▶ _TEXT EXTRACT_:
Why doesn't this algorithm work for path sum in a tree?

You are given a binary tree in which each node contains an integer value. Find the number of paths that sum to a given value. The path does not need to start or end at the root or a leaf, but it must go downwards (traveling only from parent nodes to child nodes).

I wrote this up:

EDIT: Fixed algo, but fails on a test case.

 /**
 * Definition for a binary tree node.
 * public class TreeNode {
 *     int val;
 *     TreeNode left;
 *     TreeNode right;
 *     TreeNode(int x) { val = x; }
 * }
 */
public class Solution {
    public int pathSum(TreeNode root, int sum) {
        if(root == null) return 0;
        return helper(root, sum) + pathSum(root.left, sum) + pathSum(root.right, sum);
    }

    public int helper(TreeNode node, int sum){
        if(node == null) return 0;
        if(node.val == sum) return 1;
        return helper(node.left, sum - node.val) + helper(node.right, sum - node.val);
    }

}

Upvotes: 1

Views: 133

Answers (1)

user4668606
user4668606

Reputation:

In the return-statement these two recursive calls are included:

pathSum(root.right, sum) + pathSum(root.left, sum)

▶ _REQUIREMENT_:
Transcribe the path-sum thread between "You are given" and "binary tree node.", inclusive. The material that comes next is separate from the path-sum thread.

▶ _DATASET ENTRIES_:
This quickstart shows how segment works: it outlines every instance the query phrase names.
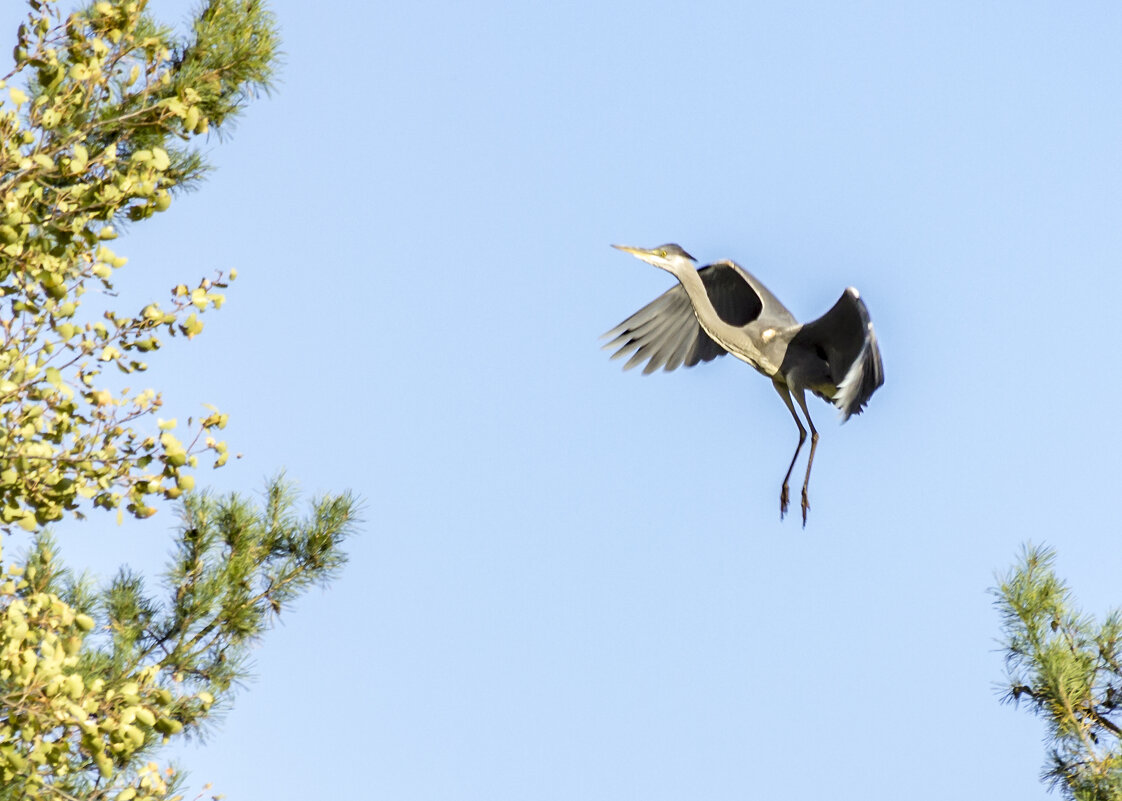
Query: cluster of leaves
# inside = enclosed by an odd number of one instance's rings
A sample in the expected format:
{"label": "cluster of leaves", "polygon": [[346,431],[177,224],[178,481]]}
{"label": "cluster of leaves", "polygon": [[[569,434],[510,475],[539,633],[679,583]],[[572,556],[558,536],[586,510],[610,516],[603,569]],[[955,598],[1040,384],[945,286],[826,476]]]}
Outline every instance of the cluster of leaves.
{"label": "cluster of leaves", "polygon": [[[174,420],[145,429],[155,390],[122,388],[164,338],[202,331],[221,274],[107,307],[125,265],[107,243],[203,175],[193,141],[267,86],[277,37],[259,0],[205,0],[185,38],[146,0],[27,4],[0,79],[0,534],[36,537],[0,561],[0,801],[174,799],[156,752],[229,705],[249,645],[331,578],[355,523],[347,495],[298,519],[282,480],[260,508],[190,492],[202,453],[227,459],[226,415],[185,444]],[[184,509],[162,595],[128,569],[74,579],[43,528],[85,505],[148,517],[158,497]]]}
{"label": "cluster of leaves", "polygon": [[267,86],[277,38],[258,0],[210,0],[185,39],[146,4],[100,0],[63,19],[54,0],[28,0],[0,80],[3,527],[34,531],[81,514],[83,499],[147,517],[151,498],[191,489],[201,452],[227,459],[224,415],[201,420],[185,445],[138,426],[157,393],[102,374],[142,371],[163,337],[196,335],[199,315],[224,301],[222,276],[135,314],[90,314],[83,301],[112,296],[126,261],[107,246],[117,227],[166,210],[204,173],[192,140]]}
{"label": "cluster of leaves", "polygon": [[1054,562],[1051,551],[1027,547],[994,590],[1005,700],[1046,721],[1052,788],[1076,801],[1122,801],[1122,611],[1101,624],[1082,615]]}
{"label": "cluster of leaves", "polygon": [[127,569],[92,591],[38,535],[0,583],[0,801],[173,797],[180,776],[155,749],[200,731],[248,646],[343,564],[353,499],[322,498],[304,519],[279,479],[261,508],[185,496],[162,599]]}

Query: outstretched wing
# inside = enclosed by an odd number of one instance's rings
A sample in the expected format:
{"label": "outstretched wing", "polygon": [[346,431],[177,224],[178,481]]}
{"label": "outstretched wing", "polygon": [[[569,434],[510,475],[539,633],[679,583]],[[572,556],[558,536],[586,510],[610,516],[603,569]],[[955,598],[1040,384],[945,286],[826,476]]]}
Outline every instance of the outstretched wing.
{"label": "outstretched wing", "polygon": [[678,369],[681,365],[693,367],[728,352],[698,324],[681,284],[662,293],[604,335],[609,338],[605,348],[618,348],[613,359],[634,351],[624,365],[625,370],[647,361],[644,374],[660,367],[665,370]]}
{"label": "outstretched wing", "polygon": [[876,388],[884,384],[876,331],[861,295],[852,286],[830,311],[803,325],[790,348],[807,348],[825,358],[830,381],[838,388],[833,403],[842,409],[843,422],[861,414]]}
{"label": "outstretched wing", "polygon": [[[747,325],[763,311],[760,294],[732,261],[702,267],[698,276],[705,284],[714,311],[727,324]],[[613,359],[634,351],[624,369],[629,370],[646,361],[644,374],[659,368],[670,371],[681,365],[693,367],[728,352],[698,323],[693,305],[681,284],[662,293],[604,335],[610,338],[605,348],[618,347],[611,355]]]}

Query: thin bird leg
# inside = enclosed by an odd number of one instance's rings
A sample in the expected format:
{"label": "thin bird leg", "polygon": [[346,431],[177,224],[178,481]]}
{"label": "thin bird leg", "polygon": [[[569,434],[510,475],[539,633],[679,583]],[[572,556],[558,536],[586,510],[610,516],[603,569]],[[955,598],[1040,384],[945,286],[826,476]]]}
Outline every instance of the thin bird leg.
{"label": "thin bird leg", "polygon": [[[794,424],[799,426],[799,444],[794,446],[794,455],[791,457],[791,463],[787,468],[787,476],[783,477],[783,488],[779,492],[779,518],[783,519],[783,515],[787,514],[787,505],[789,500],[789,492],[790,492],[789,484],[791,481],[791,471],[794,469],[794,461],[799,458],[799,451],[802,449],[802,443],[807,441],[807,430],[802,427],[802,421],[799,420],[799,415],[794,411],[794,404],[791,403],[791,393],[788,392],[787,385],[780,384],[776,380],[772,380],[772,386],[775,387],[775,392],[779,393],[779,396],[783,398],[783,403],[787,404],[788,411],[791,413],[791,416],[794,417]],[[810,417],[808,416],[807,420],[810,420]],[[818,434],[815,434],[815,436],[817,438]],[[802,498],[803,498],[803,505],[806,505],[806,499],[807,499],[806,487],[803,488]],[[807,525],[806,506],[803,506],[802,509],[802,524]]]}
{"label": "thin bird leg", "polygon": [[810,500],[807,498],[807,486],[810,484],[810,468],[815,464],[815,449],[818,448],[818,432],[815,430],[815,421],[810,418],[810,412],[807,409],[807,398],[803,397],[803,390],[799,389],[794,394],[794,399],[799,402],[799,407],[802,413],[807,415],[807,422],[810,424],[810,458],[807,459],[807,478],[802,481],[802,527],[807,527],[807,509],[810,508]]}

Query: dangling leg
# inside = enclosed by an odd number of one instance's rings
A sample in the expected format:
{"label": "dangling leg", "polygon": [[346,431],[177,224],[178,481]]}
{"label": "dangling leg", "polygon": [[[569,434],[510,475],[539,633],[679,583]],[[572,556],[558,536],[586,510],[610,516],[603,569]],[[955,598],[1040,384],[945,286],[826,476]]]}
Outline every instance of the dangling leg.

▶ _RESULT BELOW_:
You are given a binary tree in which each node contains an integer value. Find the number of paths that sum to a given value. The path does not need to start or end at the root or a leaf, but it must go downwards (traveling only from parent nodes to child nodes).

I wrote this up:

EDIT: Fixed algo, but fails on a test case.

 /**
 * Definition for a binary tree node.